**EXERCISE DETAILS**
Output every line below verbatim, leaving the pictures out of the result.

**EXERCISE INPUT**
§ §
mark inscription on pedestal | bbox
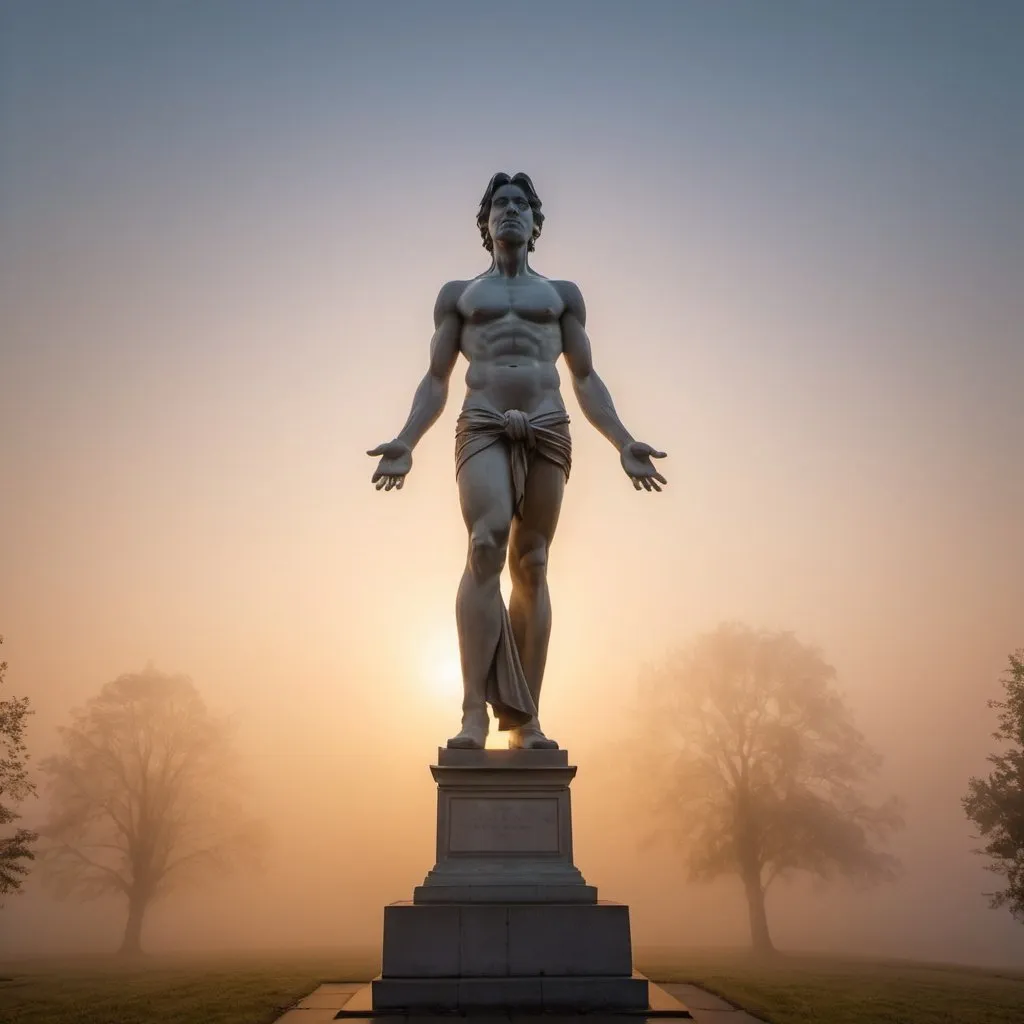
[449,797,559,854]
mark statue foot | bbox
[509,722,558,751]
[447,711,490,751]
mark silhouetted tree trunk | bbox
[120,890,150,956]
[743,869,775,953]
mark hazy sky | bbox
[0,0,1024,959]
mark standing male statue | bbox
[368,173,666,750]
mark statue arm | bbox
[559,281,633,451]
[395,281,462,451]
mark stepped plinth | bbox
[372,748,648,1014]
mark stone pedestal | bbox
[372,749,648,1013]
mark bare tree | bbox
[963,649,1024,921]
[0,636,37,906]
[637,625,902,952]
[42,669,261,953]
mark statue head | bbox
[476,171,544,253]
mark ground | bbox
[0,950,1024,1024]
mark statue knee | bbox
[516,544,548,590]
[469,529,508,582]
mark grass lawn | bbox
[637,949,1024,1024]
[0,951,379,1024]
[0,949,1024,1024]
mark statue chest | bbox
[459,278,565,324]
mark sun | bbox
[424,638,462,702]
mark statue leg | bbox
[509,457,565,749]
[447,443,513,750]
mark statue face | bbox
[487,185,534,246]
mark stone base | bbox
[413,748,597,903]
[381,901,633,980]
[413,883,597,904]
[372,975,649,1014]
[331,974,693,1024]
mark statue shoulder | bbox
[434,281,469,324]
[551,281,587,324]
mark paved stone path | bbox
[274,982,764,1024]
[662,984,764,1024]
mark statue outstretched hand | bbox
[620,441,669,490]
[367,439,413,490]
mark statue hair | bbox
[476,171,544,255]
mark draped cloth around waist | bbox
[455,409,572,519]
[455,409,572,731]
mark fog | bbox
[0,3,1024,966]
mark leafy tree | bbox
[638,625,902,952]
[0,636,37,905]
[42,669,261,954]
[963,649,1024,921]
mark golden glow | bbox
[424,632,462,709]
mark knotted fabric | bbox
[455,409,572,519]
[455,409,572,731]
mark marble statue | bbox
[368,173,666,750]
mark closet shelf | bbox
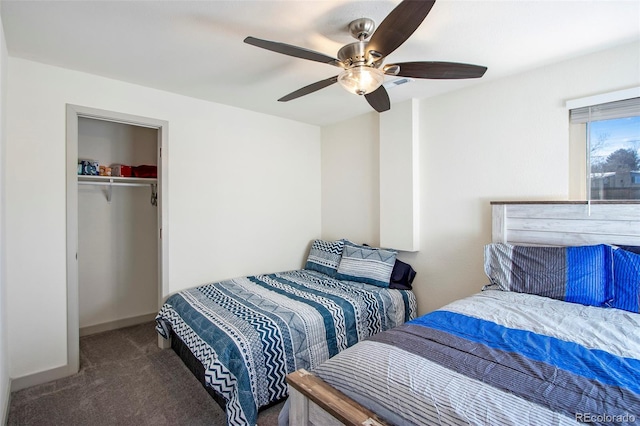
[78,175,158,206]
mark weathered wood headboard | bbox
[491,201,640,246]
[287,201,640,426]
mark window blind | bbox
[569,98,640,123]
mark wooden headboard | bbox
[491,201,640,246]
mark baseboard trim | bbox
[80,312,158,337]
[11,365,77,392]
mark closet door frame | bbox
[66,104,169,375]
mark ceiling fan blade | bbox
[392,62,487,80]
[368,0,435,57]
[244,37,342,67]
[278,75,338,102]
[364,86,391,112]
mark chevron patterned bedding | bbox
[314,290,640,426]
[156,270,416,425]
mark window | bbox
[567,91,640,200]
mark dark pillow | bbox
[484,244,614,307]
[389,259,416,290]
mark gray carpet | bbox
[7,323,282,426]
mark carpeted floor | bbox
[7,323,283,426]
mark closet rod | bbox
[78,181,158,206]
§ §
**TASK SOLUTION**
mark inscription on pedestal | bbox
[449,797,559,854]
mark statue foot | bbox
[509,722,558,751]
[447,711,490,751]
mark silhouetted tree trunk | bbox
[120,890,150,956]
[743,869,775,953]
mark hazy sky | bbox
[0,0,1024,959]
mark standing male statue | bbox
[368,173,666,750]
mark statue arm | bbox
[559,281,633,451]
[395,281,462,451]
mark stepped plinth | bbox
[372,748,648,1014]
mark stone pedestal | bbox
[372,749,648,1013]
mark bare tree | bbox
[963,649,1024,921]
[0,636,37,906]
[637,625,902,952]
[42,669,261,953]
mark statue head | bbox
[476,171,544,253]
mark ground | bbox
[0,950,1024,1024]
mark statue knee | bbox
[516,544,548,590]
[469,529,508,582]
mark grass lawn | bbox
[637,949,1024,1024]
[0,951,379,1024]
[0,949,1024,1024]
mark statue chest | bbox
[459,278,565,324]
mark sun | bbox
[424,638,462,702]
mark statue leg | bbox
[509,457,565,749]
[447,443,513,750]
mark statue face | bbox
[487,185,534,246]
mark stone base | bbox
[413,748,597,903]
[381,901,633,980]
[413,883,597,904]
[372,975,649,1014]
[331,974,693,1024]
mark statue shoulder | bbox
[434,281,469,324]
[551,281,587,324]
mark paved stone path | bbox
[274,982,764,1024]
[662,984,764,1024]
mark statue outstretched hand | bbox
[620,441,669,490]
[367,439,413,490]
mark statue hair | bbox
[476,171,544,255]
mark draped cloth around waist | bbox
[455,409,572,519]
[455,409,572,731]
mark fog | bbox
[0,3,1024,966]
mark leafy tree | bbox
[638,625,902,952]
[0,636,37,905]
[42,669,261,954]
[963,649,1024,921]
mark golden glow | bbox
[424,632,462,709]
mark knotted fabric | bbox
[455,409,572,519]
[455,409,572,731]
mark marble statue | bbox
[368,173,666,750]
mark closet shelf | bbox
[78,175,158,206]
mark weathered wood headboard | bbox
[491,201,640,246]
[287,201,640,426]
mark window blind | bbox
[569,98,640,123]
mark wooden headboard | bbox
[491,201,640,246]
mark baseboard trim | bbox
[80,312,158,337]
[11,365,77,392]
mark closet door frame | bbox
[66,104,169,375]
mark ceiling fan blade | bbox
[392,62,487,80]
[368,0,435,57]
[244,37,342,67]
[278,75,338,102]
[364,86,391,112]
mark chevron patterned bedding | bbox
[314,290,640,426]
[156,270,416,425]
mark window | bbox
[567,91,640,200]
mark dark pillow | bbox
[484,244,614,307]
[389,259,416,290]
mark gray carpet | bbox
[7,323,282,426]
mark carpeted floor | bbox
[7,323,283,426]
mark closet rod | bbox
[78,181,158,206]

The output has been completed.